=== EXTRACTED TEXT ===

The Crime Victims' Rights Act, enacted by Section 19.4 of S.L. 1998-212 (S 1366), is the most significant 1998 legislation addressing the issue of domestic violence. The act implements a constitutional amendment, approved by North Carolina voters in 1996, that provides that victims of certain crimes have the right to receive information about the prosecution of the person accused of committing the crime, to be heard in court during the prosecution and sentencing of the person accused of committing the crime, to recover restitution from the person convicted of committing the crime, and to be notified when a convicted perpetrator may be released from incarceration. N.C. Constitution, art. I, sec. 37. A complete summary of the Crime Victims' Rights Act is included in Chapter 7 (Criminal Law and Procedure).

===

» SET PROBLEM A: In the listing, swap "dark" for "calm" and write the lines out again with nothing else changed, beginning at the line that has "e.g. [(308, 142)]" and stopping after the line that has "[(582, 398)]".
The legal text above and the listing after it come from separate sources.

=== SUPPLIED RECORDS ===

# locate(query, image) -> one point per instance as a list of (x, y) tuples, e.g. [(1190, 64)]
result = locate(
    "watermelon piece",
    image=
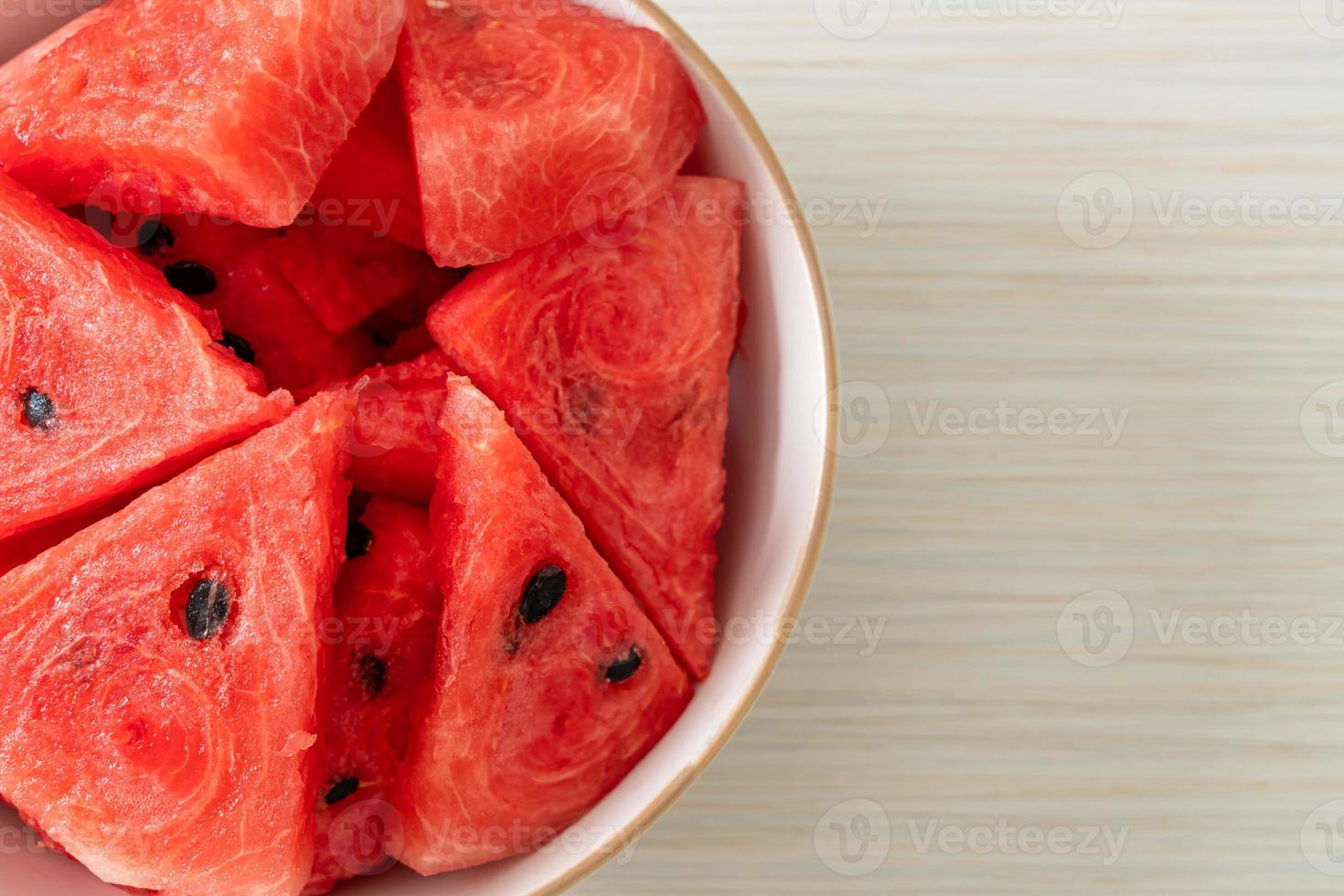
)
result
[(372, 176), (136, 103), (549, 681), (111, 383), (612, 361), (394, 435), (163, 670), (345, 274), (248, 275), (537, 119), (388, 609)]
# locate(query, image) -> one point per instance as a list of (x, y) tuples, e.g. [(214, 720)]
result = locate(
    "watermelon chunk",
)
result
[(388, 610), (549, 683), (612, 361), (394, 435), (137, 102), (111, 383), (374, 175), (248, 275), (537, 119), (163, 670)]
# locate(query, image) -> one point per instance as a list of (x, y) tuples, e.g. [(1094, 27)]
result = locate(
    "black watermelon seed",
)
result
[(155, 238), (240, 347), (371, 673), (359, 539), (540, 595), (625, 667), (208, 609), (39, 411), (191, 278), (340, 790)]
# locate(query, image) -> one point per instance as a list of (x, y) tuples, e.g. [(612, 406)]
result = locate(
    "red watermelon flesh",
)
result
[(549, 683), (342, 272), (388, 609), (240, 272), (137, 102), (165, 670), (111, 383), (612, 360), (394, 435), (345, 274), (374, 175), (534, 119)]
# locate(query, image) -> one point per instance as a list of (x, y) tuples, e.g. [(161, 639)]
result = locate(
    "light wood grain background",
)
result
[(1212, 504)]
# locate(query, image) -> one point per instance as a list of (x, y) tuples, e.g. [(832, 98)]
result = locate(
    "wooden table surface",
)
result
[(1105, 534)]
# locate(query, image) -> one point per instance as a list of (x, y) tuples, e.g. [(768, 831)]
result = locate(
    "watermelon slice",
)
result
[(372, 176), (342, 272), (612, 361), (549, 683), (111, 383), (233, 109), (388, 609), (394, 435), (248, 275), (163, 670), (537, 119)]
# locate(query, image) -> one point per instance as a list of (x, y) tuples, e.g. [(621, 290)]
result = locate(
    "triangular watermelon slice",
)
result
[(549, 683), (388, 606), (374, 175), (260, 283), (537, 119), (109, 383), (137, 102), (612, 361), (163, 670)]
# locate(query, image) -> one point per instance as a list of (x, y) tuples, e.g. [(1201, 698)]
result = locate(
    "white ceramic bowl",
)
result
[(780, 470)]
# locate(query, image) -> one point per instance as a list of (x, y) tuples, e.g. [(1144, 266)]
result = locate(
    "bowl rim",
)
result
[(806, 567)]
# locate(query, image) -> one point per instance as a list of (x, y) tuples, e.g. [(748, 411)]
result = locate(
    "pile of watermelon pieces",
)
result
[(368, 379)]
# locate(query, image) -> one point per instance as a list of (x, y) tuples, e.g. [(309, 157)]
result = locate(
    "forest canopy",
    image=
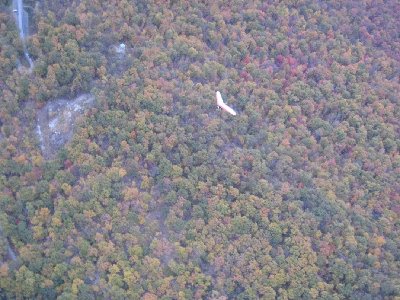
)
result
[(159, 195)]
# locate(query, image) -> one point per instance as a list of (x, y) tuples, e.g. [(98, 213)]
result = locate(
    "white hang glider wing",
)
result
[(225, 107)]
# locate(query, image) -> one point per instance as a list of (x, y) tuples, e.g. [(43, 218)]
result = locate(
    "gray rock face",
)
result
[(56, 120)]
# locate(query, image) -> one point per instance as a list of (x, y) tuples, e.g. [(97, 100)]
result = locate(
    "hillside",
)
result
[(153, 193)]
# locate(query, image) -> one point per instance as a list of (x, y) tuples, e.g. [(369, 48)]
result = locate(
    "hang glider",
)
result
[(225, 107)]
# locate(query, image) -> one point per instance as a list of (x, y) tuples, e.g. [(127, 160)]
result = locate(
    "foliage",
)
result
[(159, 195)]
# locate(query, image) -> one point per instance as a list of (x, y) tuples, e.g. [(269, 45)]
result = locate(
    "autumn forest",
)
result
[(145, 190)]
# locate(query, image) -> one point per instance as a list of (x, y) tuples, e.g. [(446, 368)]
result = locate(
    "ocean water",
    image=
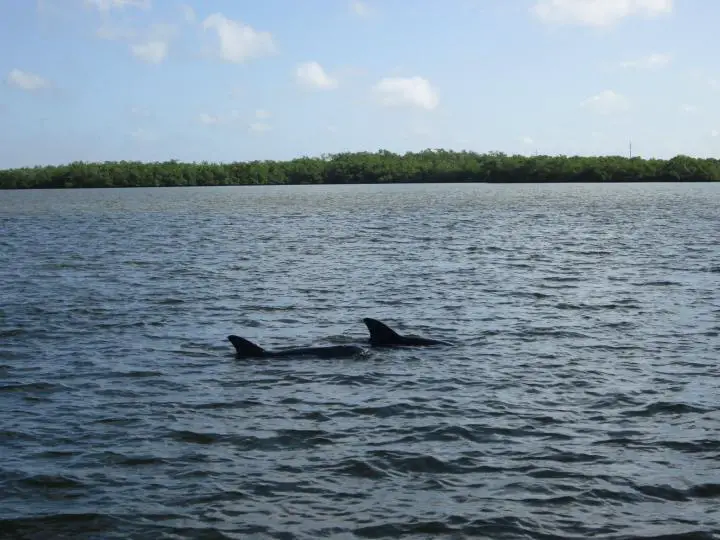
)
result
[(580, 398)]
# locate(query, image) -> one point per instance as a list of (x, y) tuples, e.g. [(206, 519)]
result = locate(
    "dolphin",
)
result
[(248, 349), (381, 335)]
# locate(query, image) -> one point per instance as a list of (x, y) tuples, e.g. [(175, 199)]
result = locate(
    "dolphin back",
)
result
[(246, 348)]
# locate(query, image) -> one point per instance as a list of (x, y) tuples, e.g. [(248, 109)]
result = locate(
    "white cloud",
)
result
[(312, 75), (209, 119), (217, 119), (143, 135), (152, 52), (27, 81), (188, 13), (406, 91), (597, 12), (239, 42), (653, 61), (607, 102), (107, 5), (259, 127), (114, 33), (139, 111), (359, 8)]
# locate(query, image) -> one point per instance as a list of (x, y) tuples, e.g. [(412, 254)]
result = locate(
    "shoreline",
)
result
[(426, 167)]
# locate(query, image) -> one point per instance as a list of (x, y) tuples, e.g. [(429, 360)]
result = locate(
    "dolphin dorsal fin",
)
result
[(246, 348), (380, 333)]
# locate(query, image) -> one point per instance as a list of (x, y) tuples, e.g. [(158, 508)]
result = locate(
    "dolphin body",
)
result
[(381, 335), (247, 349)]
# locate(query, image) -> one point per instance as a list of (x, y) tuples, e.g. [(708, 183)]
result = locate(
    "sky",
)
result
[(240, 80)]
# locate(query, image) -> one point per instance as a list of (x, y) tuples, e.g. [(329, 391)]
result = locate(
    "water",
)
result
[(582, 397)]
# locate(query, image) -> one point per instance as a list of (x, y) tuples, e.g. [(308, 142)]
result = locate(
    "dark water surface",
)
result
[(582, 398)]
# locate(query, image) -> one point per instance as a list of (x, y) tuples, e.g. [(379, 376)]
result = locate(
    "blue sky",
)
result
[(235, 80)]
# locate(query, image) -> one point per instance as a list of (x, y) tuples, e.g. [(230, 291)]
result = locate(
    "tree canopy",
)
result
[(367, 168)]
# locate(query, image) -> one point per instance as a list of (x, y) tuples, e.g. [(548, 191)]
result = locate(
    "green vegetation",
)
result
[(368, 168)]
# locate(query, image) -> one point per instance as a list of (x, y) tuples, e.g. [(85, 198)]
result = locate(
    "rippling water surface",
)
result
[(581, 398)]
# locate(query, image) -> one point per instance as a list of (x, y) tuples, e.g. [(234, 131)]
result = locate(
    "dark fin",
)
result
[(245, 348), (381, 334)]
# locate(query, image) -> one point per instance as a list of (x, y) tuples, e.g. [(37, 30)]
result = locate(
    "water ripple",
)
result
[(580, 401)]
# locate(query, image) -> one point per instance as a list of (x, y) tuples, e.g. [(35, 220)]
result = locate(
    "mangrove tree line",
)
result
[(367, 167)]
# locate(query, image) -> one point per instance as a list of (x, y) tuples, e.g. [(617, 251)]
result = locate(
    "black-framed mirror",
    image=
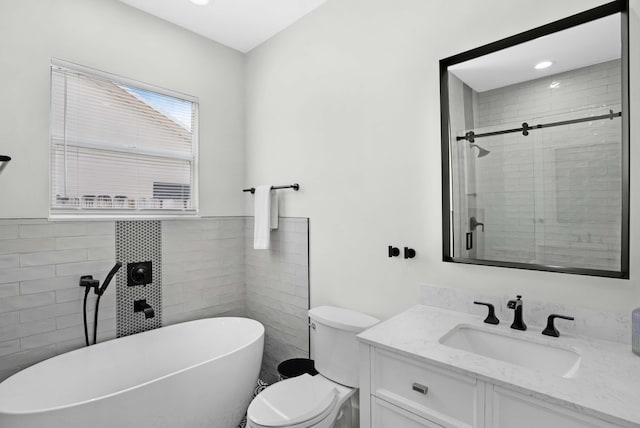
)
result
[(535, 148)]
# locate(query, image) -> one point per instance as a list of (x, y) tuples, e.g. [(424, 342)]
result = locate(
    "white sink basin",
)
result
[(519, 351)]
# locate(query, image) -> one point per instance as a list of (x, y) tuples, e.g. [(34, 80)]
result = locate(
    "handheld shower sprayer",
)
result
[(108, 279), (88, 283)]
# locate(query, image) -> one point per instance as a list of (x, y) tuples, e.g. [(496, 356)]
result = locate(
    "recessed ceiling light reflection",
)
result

===

» SET PROBLEM B: Repeat word for word the part of the text on the Crime Victims' Rights Act that begins at the words "The Crime Victims' Rights Act, enacted" and stops after "Law and Procedure).".

» RESPONSE A:
# locate(query, image) -> one point per instance as a list of (x, y) tuples, e.g. [(308, 142)]
result = locate(
    "calm water surface",
)
result
[(582, 398)]

» RESPONSE B:
The Crime Victims' Rights Act, enacted by Section 19.4 of S.L. 1998-212 (S 1366), is the most significant 1998 legislation addressing the issue of domestic violence. The act implements a constitutional amendment, approved by North Carolina voters in 1996, that provides that victims of certain crimes have the right to receive information about the prosecution of the person accused of committing the crime, to be heard in court during the prosecution and sentencing of the person accused of committing the crime, to recover restitution from the person convicted of committing the crime, and to be notified when a convicted perpetrator may be released from incarceration. N.C. Constitution, art. I, sec. 37. A complete summary of the Crime Victims' Rights Act is included in Chapter 7 (Criminal Law and Procedure).